▶ _What you should do_:
Render every line of the entries below as a numbered list, leaving out blank lines.

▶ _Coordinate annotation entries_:
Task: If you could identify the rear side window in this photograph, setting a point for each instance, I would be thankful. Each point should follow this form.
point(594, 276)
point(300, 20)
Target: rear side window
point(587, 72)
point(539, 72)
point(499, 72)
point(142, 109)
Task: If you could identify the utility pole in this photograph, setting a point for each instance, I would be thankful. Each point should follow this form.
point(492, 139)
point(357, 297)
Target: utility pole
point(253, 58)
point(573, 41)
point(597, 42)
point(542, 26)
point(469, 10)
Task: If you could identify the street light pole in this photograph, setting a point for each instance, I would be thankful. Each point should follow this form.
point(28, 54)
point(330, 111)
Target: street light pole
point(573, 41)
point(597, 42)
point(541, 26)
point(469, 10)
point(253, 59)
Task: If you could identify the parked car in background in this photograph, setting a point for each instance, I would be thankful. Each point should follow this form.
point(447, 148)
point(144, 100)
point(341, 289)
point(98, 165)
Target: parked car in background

▶ _Solved problem_:
1. Task: If you could identify the rear side window in this photograph, setting a point for each instance, I would be thankful. Each point should follow this form.
2. point(594, 276)
3. point(300, 20)
4. Target: rear side window
5. point(587, 72)
6. point(539, 72)
7. point(499, 72)
8. point(142, 109)
9. Task: If you could identify the utility pole in this photograph, setting a point for each instance, I would be thankful. Each point should follow this form.
10. point(492, 139)
11. point(357, 297)
12. Target: utility pole
13. point(253, 58)
14. point(573, 41)
15. point(597, 42)
16. point(542, 26)
17. point(469, 10)
18. Task: If you could identify the street light pole in this photograph, setting a point for each instance, I would be thankful. Each point should follow this form.
19. point(28, 54)
20. point(330, 111)
21. Target: street light pole
22. point(573, 41)
23. point(597, 42)
24. point(541, 26)
25. point(469, 10)
26. point(253, 59)
27. Task: If you could identify the parked car in background in this photograph, setting a point for each instance, I would be thankful. Each point should follow this form.
28. point(447, 148)
29. point(144, 100)
30. point(341, 289)
31. point(98, 165)
32. Target: parked car in background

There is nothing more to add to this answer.